* **Problem details**
Please repeat all the entries. Nothing may differ.

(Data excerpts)
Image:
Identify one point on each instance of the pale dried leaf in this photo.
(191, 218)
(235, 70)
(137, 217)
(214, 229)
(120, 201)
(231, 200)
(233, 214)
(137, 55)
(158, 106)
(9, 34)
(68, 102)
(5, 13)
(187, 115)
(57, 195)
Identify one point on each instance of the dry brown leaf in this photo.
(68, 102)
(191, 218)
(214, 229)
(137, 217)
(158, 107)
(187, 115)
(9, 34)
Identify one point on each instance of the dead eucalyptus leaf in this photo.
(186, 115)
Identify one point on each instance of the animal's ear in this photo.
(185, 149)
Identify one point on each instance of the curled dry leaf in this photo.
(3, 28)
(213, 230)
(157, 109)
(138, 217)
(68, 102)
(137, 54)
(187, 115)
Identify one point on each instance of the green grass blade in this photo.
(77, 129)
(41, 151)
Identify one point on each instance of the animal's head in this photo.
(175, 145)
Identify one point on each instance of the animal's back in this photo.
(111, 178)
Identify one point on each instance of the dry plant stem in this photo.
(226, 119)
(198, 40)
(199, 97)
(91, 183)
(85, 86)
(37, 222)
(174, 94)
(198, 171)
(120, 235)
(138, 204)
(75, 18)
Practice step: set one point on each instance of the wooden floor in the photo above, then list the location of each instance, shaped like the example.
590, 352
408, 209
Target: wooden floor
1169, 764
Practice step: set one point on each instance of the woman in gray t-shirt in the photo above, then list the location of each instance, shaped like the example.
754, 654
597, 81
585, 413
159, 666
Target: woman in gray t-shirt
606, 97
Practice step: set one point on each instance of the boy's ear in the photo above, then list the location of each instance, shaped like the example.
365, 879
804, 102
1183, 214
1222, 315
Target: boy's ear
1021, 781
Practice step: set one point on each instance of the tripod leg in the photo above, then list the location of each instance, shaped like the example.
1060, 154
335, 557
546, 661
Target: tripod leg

* **Answer to this problem**
Image:
Identify one point on each instance of the pale dried leaf in this photo.
(191, 218)
(235, 70)
(137, 217)
(214, 229)
(120, 201)
(231, 200)
(233, 214)
(137, 55)
(158, 106)
(9, 34)
(68, 102)
(5, 13)
(187, 115)
(57, 195)
Identify one point on each instance of the dry brown leaf in this photo.
(68, 102)
(191, 218)
(214, 229)
(137, 217)
(158, 107)
(187, 115)
(9, 34)
Identify one point on each instance of the dead eucalyptus leaf in this photo.
(186, 115)
Identify one point on each instance of the animal's ear in this photo.
(185, 149)
Identify one point on each instance of the curled dry leaf in this photo.
(3, 28)
(213, 230)
(157, 109)
(138, 217)
(68, 102)
(137, 54)
(187, 115)
Identify one point on each instance of the green grass blade in this photo.
(77, 129)
(41, 151)
Identify one point on each instance of the animal's head in this photo.
(175, 145)
Identify one point on each instance of the animal's back in this photo.
(111, 178)
Identify one point on each instance of the dry plant stem in this photo.
(226, 119)
(198, 40)
(199, 97)
(91, 183)
(85, 86)
(37, 222)
(174, 94)
(198, 171)
(120, 235)
(138, 204)
(75, 18)
Practice step: set one point on each instance of the wooden floor in the photo above, then list the location of each instance, shaped like the example.
590, 352
408, 209
Target: wooden floor
1169, 764
Practice step: set one point on each instance of the woman in gray t-shirt in the photo above, then list the location of each instance, shaped like the example.
754, 654
597, 81
585, 413
159, 666
Target: woman in gray t-shirt
606, 97
Practice step: set one point on each instance of the boy's ear in the photo above, then list the location of each instance, shaped like the example.
365, 879
804, 102
1183, 214
1222, 315
Target: boy's ear
1021, 781
Practice step: set one point on each instance of the tripod leg in the photo above, then list the location of each instance, shaped like the example.
1060, 154
335, 557
546, 661
Target: tripod leg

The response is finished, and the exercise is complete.